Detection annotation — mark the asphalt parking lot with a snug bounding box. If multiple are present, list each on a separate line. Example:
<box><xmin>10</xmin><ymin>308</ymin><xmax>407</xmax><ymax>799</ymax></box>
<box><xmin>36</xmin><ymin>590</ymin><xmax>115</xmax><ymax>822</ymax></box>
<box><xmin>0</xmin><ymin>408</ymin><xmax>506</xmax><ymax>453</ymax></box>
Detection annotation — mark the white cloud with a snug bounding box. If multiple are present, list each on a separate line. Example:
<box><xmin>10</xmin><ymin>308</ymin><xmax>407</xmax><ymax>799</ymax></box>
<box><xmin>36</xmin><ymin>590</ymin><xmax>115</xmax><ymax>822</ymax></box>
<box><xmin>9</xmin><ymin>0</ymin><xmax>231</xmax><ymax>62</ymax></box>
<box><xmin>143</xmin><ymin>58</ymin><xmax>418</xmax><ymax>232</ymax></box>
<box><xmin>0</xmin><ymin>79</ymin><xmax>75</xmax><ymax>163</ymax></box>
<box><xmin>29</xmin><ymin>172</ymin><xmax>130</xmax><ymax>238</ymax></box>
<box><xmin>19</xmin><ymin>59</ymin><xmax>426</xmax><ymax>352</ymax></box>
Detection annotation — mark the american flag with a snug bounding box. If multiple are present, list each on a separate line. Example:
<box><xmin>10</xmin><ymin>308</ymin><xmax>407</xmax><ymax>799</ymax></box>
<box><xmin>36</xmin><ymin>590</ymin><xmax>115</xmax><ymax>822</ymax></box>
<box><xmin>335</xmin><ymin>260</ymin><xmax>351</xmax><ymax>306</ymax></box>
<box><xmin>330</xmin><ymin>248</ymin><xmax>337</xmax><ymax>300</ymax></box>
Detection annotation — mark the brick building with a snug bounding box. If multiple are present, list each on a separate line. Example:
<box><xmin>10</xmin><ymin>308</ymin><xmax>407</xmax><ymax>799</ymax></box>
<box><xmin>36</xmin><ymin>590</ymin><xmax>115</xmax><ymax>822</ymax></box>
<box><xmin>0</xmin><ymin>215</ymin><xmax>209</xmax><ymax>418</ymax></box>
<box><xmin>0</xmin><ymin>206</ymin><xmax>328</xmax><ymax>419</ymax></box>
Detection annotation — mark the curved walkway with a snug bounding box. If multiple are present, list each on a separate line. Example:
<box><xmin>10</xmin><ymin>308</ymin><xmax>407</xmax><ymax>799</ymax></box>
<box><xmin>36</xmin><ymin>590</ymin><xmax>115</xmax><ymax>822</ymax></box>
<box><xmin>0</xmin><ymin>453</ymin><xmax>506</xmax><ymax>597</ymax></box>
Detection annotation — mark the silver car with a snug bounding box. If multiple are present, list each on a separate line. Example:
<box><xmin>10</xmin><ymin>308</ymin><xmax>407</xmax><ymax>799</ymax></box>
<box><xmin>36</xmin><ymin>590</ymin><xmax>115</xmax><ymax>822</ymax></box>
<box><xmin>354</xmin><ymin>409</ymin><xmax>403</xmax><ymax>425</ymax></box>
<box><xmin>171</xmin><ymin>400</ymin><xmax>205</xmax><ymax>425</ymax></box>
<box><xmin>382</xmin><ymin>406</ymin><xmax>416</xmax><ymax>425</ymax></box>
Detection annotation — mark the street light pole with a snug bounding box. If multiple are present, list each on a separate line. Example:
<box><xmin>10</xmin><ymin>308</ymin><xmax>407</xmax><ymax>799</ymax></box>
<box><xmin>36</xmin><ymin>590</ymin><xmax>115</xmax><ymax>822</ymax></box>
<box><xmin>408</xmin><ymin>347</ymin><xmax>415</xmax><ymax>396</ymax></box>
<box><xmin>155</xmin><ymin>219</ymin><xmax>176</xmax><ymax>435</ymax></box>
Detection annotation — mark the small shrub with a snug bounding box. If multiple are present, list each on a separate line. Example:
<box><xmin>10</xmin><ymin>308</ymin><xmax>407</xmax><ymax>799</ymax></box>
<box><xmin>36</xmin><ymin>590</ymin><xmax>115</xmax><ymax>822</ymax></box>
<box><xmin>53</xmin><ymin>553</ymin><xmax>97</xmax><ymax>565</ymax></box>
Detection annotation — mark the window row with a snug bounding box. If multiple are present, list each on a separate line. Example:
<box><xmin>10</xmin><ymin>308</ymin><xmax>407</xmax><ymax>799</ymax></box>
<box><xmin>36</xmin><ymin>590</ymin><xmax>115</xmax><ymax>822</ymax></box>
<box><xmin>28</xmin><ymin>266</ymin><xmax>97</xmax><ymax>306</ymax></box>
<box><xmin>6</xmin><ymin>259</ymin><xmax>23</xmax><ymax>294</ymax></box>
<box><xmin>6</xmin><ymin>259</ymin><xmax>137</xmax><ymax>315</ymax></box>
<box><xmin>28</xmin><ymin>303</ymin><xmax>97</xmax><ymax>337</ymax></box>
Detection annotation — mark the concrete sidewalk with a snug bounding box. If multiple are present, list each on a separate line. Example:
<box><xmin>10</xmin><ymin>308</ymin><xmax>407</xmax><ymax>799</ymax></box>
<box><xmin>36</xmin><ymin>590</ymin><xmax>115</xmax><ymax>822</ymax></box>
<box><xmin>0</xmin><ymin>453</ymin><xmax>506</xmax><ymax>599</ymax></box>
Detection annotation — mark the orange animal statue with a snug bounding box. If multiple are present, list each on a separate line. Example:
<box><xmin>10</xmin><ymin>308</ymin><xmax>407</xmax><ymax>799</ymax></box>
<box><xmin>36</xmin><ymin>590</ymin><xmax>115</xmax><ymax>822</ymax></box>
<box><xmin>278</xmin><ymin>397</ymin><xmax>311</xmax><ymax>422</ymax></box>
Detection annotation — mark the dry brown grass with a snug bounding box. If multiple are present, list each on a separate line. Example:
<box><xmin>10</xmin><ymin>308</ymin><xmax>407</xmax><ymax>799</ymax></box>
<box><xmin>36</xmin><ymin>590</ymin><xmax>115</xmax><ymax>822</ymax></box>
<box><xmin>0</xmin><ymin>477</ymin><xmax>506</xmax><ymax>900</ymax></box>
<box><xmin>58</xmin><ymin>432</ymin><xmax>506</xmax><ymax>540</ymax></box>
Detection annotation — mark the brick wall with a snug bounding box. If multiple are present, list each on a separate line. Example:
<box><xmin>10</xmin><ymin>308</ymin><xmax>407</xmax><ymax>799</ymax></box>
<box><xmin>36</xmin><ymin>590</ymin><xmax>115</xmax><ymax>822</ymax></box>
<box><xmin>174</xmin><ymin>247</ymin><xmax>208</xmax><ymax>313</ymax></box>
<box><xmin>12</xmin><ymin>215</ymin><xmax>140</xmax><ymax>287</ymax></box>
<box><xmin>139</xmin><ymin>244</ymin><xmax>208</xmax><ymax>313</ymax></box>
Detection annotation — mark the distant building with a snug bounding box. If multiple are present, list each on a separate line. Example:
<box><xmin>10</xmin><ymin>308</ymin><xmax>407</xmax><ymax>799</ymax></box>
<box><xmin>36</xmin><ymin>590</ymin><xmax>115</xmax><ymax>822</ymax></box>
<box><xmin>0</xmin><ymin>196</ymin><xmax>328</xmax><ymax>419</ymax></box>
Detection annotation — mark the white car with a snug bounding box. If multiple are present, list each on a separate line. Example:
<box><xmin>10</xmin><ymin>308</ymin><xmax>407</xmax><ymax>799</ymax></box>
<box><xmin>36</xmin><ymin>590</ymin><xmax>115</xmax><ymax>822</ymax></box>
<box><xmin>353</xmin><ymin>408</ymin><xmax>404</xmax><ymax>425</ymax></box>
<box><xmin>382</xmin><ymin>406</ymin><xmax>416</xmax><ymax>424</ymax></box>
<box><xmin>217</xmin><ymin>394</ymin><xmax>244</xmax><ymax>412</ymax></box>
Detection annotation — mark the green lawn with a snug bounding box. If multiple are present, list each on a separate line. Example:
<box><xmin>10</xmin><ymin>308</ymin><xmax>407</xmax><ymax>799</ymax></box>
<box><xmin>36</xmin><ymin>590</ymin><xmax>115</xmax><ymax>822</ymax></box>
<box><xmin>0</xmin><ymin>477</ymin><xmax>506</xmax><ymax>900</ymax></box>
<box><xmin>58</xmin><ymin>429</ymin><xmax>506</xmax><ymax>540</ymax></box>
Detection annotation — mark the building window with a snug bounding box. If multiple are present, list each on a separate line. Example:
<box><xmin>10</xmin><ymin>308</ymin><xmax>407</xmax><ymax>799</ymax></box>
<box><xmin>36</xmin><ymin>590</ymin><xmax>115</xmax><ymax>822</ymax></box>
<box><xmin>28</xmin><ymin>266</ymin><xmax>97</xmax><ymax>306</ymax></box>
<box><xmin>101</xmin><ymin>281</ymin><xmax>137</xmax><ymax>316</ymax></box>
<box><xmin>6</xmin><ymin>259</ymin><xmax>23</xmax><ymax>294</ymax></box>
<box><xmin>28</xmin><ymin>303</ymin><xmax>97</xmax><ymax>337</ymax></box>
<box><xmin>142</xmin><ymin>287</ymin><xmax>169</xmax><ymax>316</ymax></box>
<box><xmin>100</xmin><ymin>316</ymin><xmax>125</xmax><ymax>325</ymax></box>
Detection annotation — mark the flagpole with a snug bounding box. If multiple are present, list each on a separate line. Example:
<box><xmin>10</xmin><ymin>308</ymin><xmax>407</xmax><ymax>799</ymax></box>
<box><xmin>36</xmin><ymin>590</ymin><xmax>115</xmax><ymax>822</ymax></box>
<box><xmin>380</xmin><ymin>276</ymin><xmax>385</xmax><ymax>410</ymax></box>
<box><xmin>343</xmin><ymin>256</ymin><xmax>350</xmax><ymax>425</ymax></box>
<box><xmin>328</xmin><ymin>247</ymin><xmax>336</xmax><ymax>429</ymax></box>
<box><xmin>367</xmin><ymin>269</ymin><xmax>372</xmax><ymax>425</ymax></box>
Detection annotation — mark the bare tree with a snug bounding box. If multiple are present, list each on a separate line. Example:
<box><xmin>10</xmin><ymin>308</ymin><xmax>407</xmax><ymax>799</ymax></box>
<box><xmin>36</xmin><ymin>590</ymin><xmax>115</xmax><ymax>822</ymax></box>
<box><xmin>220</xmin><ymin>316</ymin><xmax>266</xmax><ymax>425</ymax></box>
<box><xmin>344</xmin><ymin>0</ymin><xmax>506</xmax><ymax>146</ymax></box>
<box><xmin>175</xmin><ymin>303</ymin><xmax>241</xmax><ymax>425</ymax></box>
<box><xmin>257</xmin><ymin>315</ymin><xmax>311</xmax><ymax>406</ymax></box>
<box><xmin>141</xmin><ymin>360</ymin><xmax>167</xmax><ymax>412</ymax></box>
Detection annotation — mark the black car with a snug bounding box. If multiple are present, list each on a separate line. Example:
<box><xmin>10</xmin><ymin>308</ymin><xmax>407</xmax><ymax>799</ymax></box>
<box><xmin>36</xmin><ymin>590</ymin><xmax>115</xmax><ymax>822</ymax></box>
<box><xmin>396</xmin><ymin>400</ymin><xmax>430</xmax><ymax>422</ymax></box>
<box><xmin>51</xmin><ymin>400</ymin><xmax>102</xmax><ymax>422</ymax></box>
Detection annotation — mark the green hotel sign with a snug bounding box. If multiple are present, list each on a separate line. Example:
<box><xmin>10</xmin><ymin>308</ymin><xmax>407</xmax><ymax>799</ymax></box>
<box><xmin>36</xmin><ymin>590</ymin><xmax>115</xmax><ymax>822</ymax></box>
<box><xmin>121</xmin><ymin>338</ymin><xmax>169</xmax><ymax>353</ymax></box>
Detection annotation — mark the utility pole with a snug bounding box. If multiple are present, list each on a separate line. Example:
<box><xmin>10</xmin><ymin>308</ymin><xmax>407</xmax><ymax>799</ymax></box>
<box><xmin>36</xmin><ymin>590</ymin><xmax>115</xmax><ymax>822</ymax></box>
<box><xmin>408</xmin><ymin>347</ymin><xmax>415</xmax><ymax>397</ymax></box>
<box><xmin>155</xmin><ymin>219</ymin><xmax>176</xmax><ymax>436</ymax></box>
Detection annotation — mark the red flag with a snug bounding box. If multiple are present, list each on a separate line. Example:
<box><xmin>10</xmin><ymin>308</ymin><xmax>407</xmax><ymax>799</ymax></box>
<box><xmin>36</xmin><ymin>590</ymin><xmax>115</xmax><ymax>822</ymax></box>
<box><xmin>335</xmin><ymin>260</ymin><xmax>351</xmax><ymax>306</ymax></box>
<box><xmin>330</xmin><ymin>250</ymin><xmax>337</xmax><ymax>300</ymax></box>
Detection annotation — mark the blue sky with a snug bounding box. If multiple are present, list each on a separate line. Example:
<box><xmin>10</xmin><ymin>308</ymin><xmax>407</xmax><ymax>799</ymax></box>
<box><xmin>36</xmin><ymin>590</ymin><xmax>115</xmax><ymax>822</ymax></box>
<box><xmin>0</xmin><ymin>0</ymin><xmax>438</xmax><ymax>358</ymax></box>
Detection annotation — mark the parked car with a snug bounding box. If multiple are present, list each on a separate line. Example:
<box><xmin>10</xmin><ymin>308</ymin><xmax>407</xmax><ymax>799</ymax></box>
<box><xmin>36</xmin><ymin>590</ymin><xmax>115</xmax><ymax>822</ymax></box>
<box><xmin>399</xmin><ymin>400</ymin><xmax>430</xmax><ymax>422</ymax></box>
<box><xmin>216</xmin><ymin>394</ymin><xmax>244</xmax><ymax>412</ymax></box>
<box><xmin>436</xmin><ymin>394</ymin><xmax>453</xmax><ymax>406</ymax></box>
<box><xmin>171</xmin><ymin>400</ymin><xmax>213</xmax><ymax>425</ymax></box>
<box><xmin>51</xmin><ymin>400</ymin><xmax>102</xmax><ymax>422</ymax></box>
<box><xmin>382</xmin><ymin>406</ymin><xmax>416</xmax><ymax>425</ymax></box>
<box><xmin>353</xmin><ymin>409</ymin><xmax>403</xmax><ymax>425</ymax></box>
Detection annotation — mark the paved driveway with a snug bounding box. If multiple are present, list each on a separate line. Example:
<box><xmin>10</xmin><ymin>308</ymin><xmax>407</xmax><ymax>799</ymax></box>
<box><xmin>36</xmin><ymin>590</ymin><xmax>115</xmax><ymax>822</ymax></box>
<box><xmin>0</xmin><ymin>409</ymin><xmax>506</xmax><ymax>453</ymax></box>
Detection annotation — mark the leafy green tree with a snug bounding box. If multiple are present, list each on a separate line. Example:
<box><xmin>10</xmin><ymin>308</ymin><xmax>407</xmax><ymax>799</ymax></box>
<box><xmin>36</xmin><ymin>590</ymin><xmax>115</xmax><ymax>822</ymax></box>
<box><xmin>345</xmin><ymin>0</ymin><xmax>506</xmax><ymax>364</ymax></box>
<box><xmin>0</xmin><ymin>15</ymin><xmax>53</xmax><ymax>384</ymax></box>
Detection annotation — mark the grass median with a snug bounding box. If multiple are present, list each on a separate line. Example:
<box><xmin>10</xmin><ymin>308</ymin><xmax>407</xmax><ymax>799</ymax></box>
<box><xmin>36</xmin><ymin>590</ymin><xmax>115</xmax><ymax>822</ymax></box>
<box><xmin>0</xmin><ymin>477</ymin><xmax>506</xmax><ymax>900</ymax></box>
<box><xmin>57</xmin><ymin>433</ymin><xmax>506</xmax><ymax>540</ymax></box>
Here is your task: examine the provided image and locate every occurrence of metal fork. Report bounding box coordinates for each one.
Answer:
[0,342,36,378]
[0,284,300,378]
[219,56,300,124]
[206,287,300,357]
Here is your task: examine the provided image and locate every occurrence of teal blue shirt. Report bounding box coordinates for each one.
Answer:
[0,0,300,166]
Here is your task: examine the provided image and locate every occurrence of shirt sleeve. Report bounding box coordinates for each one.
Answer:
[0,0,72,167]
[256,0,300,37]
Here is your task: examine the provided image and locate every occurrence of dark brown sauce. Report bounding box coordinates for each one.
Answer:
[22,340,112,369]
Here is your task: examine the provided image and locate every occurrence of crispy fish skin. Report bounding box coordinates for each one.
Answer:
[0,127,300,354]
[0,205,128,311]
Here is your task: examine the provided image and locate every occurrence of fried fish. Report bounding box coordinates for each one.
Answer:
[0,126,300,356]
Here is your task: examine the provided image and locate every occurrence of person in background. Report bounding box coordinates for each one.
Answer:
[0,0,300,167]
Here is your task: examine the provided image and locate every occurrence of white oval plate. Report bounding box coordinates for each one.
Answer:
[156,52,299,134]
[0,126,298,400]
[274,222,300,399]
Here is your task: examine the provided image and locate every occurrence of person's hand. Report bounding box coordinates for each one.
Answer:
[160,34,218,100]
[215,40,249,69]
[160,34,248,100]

+ + + + + + +

What the task asks – Reproduce the part of the rows that opens with the line containing "shirt. Report bounding box coordinates for each one." and closes with the line containing "[22,340,112,369]", with "occurrence" changed to "instance" and everything else unchanged.

Task result –
Here is your task: examine the provided image and locate every instance of teal blue shirt. Report bounding box coordinates for each one.
Answer:
[0,0,300,166]
Here is your task: examine the provided image and locate every instance of shirt sleeve. Report bounding box coordinates for each one.
Answer:
[0,0,72,167]
[256,0,300,37]
Here is your task: examine the provided image and locate every instance of dark brown sauce. Report bounding box coordinates for each one.
Answer:
[22,340,112,369]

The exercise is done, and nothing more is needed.